Menurut Hendrik L Blum (1974), ada empat faktor yang memengaruhi status kesehatan masyarakat, yaitu lingkungan, perilaku manusia, pelayanan kesehatan, dan genetik. Artinya, faktor eksternal sangat besar pengaruhnya terhadap tingginya tingkat kesehatan masyarakat. Dengan kata lain, pencegahan akan jauh lebih efektif ketimbang penyembuhan. Disini, peran negara melalui departemen kesehatan sangatlah penting.

Ada dua aspek yang bisa menjadi fokus Departemen Kesehatan untuk memperkuat sisi pencegahan ketimbang penyembuhan.

====================

**LATIHAN 1**
Tuliskan ulang tanpa perubahan bagian teks yang dibuka dengan kata-kata yang memuat "Menurut Hendrik L" dan ditutup dengan "pencegahan ketimbang penyembuhan.".
**LATIHAN 2**
Jawablah pertanyaan berikut berdasarkan teks.
(a) Menurut Hendrik L Blum, ada berapa faktor yang memengaruhi status kesehatan masyarakat?
(b) Mana yang disebut jauh lebih efektif, pencegahan atau penyembuhan?
(c) Ada berapa aspek yang bisa menjadi fokus Departemen Kesehatan?
**LATIHAN 3**
Teruskan teks tentang kesehatan masyarakat ini mulai dari kalimat terakhirnya.
Catatan yang menyusul merupakan bahan tersendiri yang terpisah dari teks.

**INFORMASI TERSAJI**
====================

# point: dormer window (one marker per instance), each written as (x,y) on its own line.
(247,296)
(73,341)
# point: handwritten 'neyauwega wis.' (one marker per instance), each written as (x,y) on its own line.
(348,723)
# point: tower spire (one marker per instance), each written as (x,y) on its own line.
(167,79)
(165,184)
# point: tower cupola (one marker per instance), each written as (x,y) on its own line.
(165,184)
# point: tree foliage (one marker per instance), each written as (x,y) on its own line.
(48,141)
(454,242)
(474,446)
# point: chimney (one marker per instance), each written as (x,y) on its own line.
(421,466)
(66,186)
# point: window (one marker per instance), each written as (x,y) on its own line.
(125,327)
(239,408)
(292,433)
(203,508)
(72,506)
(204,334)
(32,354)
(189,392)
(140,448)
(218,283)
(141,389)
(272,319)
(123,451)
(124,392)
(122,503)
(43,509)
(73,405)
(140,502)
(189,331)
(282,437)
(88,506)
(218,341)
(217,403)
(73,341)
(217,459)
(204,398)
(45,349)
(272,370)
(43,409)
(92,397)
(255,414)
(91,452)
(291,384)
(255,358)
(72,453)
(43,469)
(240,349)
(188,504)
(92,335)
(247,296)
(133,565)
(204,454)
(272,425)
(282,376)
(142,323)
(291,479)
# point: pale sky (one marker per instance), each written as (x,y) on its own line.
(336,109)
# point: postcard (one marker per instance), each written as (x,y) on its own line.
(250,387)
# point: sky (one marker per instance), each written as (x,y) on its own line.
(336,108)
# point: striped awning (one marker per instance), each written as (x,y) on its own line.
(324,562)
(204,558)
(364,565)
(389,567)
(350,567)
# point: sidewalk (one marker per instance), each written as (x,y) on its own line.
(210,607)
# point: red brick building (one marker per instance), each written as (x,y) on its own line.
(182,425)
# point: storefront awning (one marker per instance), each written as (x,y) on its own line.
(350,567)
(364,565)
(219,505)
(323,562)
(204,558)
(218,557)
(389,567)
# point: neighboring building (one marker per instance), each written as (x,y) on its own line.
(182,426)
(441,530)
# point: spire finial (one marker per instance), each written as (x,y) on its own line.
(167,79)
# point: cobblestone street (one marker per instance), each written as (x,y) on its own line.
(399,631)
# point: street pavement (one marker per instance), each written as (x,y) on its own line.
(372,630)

====================

**HASIL AKHIR 1**
Menurut Hendrik L Blum (1974), ada empat faktor yang memengaruhi status kesehatan masyarakat, yaitu lingkungan, perilaku manusia, pelayanan kesehatan, dan genetik. Artinya, faktor eksternal sangat besar pengaruhnya terhadap tingginya tingkat kesehatan masyarakat. Dengan kata lain, pencegahan akan jauh lebih efektif ketimbang penyembuhan. Disini, peran negara melalui departemen kesehatan sangatlah penting.

Ada dua aspek yang bisa menjadi fokus Departemen Kesehatan untuk memperkuat sisi pencegahan ketimbang penyembuhan.

**HASIL AKHIR 2**
(a) Empat faktor.
(b) Pencegahan.
(c) Dua aspek.

**HASIL AKHIR 3**
Aspek pertama, penguatan kesadaran perilaku sehat masyarakat Indonesia. Dalam penelitiannya, Hendrik menyimpulkan bahwa di Amerika Serikat, dalam hal faktor yang mempengaruhi status kesehatan masyarakat, perilaku kesehatan berada di posisi urutan kedua setelah faktor lingkungan. Tapi di Indonesia, faktor perilaku merupakan faktor utama. Hal ini terkait dengan kesadaran (suprastruktur) masyarakat untuk menjalankan perilaku hidup yang sehat. Pendidikan adalah kunci utama, karena perilaku sehat ditopang oleh edukasi yang kuat. Negara harus optimal memanfaatkan pendidikan sebagai instrumen untuk membangun kesadaran publik tentang pentingnya perilaku sehat. Jika kesadaran untuk menjalankan perilaku sehat sudah kuat, maka dengan sendirinya itu menjadi sistem “imun” terhadap berbagai potensi ancamana kesehatan. Kesadaran tersebut menjadi mekanisme pencegahan yang paling kokoh.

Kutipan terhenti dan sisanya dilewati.